Records for the task Block Start

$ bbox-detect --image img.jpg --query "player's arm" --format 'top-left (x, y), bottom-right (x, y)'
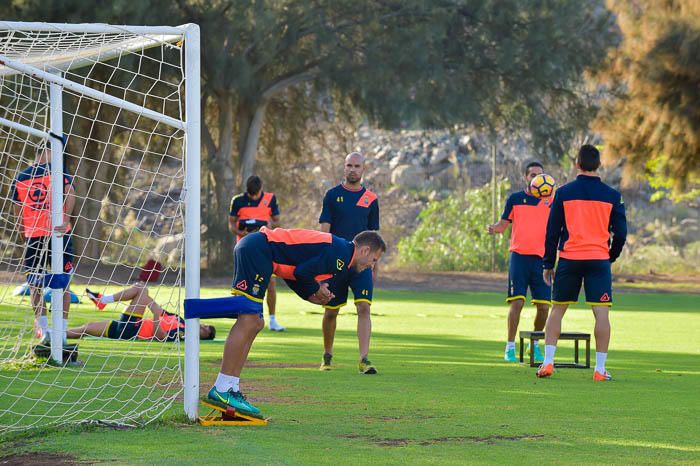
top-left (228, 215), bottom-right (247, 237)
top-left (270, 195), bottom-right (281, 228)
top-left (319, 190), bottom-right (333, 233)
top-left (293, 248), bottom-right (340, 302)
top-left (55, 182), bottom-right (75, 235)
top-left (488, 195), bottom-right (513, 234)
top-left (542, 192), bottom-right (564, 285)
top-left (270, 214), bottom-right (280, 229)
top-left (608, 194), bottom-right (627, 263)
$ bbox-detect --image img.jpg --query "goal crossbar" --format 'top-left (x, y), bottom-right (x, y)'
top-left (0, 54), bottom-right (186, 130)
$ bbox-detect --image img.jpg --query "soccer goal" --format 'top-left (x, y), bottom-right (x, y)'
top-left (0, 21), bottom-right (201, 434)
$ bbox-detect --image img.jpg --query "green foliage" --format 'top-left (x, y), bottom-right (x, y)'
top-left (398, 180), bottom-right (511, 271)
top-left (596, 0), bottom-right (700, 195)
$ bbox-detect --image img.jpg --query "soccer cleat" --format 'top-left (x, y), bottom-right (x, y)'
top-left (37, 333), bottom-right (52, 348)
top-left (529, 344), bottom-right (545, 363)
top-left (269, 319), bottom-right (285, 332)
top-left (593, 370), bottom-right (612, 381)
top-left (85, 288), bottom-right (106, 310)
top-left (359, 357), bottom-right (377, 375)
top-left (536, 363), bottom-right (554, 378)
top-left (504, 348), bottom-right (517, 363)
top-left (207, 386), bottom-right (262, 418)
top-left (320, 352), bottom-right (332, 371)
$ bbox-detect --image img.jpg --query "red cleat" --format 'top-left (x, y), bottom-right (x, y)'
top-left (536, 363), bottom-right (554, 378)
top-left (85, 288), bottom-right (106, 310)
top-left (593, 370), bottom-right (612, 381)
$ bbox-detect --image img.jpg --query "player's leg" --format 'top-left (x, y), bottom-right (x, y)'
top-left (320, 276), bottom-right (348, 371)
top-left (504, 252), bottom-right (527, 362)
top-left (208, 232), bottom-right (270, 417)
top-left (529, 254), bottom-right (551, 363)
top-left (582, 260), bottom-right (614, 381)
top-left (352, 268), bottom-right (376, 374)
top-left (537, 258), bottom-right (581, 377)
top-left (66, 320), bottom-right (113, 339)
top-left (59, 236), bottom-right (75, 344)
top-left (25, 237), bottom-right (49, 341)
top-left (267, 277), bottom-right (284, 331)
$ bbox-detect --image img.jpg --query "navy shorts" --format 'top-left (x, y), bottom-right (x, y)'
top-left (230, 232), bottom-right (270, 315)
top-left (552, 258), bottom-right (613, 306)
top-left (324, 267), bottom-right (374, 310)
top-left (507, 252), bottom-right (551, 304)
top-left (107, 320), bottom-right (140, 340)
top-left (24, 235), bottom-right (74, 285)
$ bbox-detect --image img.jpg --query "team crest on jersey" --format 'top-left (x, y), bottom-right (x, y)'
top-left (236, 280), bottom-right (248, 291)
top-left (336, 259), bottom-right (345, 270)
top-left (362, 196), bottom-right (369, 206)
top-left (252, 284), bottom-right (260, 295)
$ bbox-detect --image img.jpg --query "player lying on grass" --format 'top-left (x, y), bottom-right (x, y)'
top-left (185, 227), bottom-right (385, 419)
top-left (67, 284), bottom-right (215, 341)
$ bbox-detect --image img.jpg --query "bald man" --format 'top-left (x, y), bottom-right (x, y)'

Records for the task Block End

An exact reprint of the records above is required, with all pictures left out.

$ bbox-detect --image img.jpg --query "player's arm" --format 'top-left (x, y), bottom-right (x, y)'
top-left (228, 215), bottom-right (247, 237)
top-left (270, 195), bottom-right (281, 228)
top-left (319, 190), bottom-right (333, 233)
top-left (293, 248), bottom-right (340, 302)
top-left (55, 182), bottom-right (75, 235)
top-left (488, 195), bottom-right (513, 234)
top-left (542, 192), bottom-right (564, 285)
top-left (270, 214), bottom-right (280, 229)
top-left (608, 194), bottom-right (627, 263)
$ bbox-detect --image img.jpg --query "goal crossbar" --format 'top-left (x, y), bottom-right (x, y)'
top-left (0, 54), bottom-right (186, 130)
$ bbox-detect --image img.jpg --query "soccer goal" --format 'top-left (x, y), bottom-right (x, y)'
top-left (0, 21), bottom-right (201, 434)
$ bbox-detect --image img.jpg --query "green foliage" --format 'top-left (x, y), bottom-right (x, y)'
top-left (398, 180), bottom-right (511, 271)
top-left (596, 0), bottom-right (700, 195)
$ bbox-detect --image img.jpg --query "soccer cleat" --format 'top-left (x, y), bottom-right (x, y)'
top-left (37, 333), bottom-right (52, 348)
top-left (529, 344), bottom-right (545, 363)
top-left (269, 319), bottom-right (285, 332)
top-left (593, 370), bottom-right (612, 381)
top-left (85, 288), bottom-right (106, 310)
top-left (359, 357), bottom-right (377, 375)
top-left (536, 363), bottom-right (554, 378)
top-left (504, 348), bottom-right (517, 363)
top-left (207, 386), bottom-right (262, 418)
top-left (320, 352), bottom-right (332, 371)
$ bbox-detect --image img.jpg --query "red cleat" --format 'top-left (x, y), bottom-right (x, y)'
top-left (536, 363), bottom-right (554, 378)
top-left (85, 288), bottom-right (106, 310)
top-left (593, 370), bottom-right (612, 381)
$ bbox-detect --image img.jpg --query "player's leg" --format 'top-left (x, y), bottom-right (x, y)'
top-left (320, 276), bottom-right (348, 371)
top-left (504, 252), bottom-right (527, 362)
top-left (208, 232), bottom-right (270, 417)
top-left (529, 254), bottom-right (551, 363)
top-left (582, 260), bottom-right (614, 381)
top-left (352, 268), bottom-right (376, 374)
top-left (537, 258), bottom-right (581, 377)
top-left (66, 320), bottom-right (113, 339)
top-left (59, 236), bottom-right (75, 344)
top-left (25, 237), bottom-right (49, 341)
top-left (267, 277), bottom-right (284, 331)
$ bbox-detect --image img.jpg --query "navy shorts" --format 'top-left (x, y), bottom-right (x, y)'
top-left (230, 232), bottom-right (270, 315)
top-left (552, 258), bottom-right (613, 306)
top-left (324, 267), bottom-right (374, 310)
top-left (507, 252), bottom-right (551, 304)
top-left (107, 320), bottom-right (140, 340)
top-left (24, 235), bottom-right (74, 285)
$ bbox-detect --image img.jpg --query "team crest on jersey" --format 'top-left (x, y), bottom-right (x, y)'
top-left (236, 280), bottom-right (248, 291)
top-left (336, 259), bottom-right (345, 270)
top-left (362, 196), bottom-right (369, 206)
top-left (252, 284), bottom-right (260, 295)
$ bbox-detect --image img.jpg --query "player lying on grass" --format 'top-left (x, y), bottom-right (x, y)'
top-left (185, 227), bottom-right (385, 419)
top-left (67, 284), bottom-right (215, 341)
$ bbox-detect --image img.jpg --query "bald man" --format 'top-left (x, y), bottom-right (x, y)'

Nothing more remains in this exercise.